» AIM A
In the rows below, find every line that contains the word "cheerleader" and copy each of those lines.

» TEXT EXTRACT
━━━━
How does latest leak stack up against the biggest sewage spill in Winnipeg history?
427-million-litre spill of raw sewage into Red River in 2002 led to major North End treatment plant upgrades
A mechanical failure that sent hundreds of millions of litres of untreated sewage spilling into the Red River ignited outrage over the environmental damage and launched inquiries into the City of Winnipeg's wastewater system.
You may think that description refers to this month's sewage spill, which stemmed from a break in a 90-centimetre pipe running under river near the Fort Garry Bridge.
But the scale of this latest leak doesn't come close to matching the volume of sewage that spilled out of the North End sewage treatment plant in September 2002 — an event that led to investigations by both the federal and provincial governments and to consequences Winnipeggers continue to pay for.
On Sept. 16, 2002, a part of a valve inside one of the plant's six pumps got lodged open.
"A staff team concluded incorrectly that the valve was closed but not 'seated,'" a December 2002 report from the city's water and waste department states.
━━━━
» TASK INPUT
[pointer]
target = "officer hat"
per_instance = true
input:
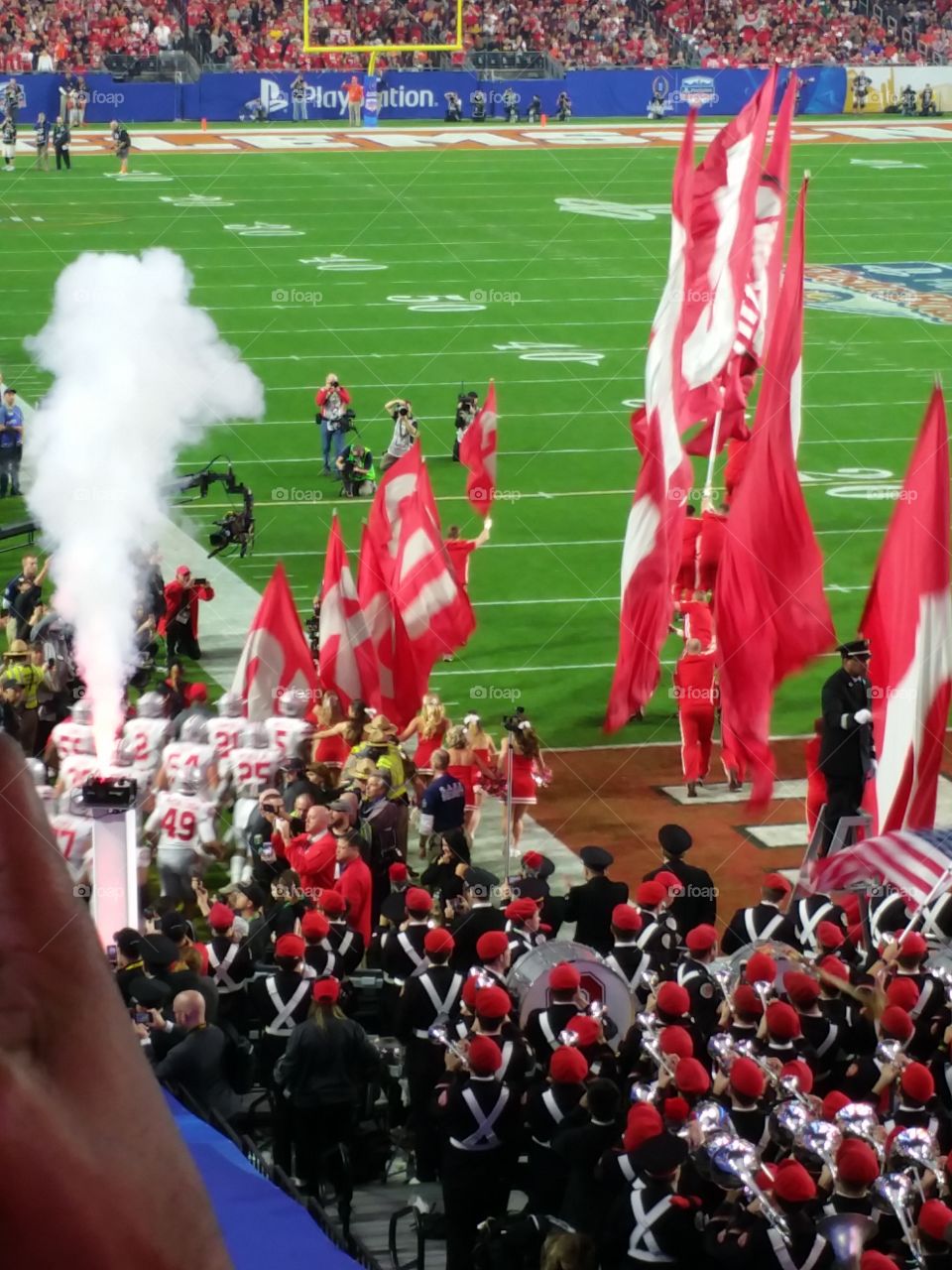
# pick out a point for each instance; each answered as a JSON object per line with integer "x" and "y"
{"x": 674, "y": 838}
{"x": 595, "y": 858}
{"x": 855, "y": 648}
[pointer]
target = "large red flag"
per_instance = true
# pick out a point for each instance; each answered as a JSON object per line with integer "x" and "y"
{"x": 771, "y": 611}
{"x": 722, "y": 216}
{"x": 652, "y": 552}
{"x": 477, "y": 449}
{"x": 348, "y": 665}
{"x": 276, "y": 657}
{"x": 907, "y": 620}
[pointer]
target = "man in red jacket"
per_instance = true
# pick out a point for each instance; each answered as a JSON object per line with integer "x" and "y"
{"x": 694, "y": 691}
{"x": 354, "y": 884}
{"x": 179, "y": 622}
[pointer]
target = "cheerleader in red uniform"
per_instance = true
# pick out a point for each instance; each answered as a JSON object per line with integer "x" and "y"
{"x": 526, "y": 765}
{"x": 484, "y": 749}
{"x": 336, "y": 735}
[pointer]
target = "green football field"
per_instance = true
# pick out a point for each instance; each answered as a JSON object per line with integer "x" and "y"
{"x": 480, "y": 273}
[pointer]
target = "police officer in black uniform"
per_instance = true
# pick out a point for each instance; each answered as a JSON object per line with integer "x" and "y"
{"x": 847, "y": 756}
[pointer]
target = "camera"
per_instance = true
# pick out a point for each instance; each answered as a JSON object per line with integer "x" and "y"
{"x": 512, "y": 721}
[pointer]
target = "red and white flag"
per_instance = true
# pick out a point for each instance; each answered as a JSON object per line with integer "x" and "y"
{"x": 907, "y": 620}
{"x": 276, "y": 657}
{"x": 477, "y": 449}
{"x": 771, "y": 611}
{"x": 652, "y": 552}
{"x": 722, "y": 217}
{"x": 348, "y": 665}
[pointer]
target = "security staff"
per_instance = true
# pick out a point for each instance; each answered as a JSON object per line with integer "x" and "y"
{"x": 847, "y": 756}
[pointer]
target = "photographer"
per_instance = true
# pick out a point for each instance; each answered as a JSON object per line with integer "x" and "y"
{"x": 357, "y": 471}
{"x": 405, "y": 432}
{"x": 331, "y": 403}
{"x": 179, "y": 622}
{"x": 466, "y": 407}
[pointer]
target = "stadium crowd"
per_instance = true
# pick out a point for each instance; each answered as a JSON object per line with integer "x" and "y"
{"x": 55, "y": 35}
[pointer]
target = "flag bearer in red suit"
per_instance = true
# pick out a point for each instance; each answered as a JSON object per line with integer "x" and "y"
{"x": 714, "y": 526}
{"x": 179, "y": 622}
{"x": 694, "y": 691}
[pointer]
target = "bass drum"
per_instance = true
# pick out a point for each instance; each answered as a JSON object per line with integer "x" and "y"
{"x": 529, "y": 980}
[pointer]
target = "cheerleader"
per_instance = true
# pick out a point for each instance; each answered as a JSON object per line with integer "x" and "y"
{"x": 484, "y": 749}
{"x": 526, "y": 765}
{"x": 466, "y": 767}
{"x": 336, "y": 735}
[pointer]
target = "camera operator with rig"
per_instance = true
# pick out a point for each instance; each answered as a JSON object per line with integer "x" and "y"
━━━━
» AIM B
Answer these questions using the sewage spill article above.
(i) How many litres of raw sewage went into the Red River in the 2002 spill?
(ii) How wide was the pipe that broke in this month's spill?
(iii) On what date did part of a valve inside one of the plant's pumps get lodged open?

» FULL SOLUTION A
target = "cheerleader in red uniform"
target = "cheerleader"

» FULL SOLUTION B
(i) 427 million litres.
(ii) 90 centimetres.
(iii) Sept. 16, 2002.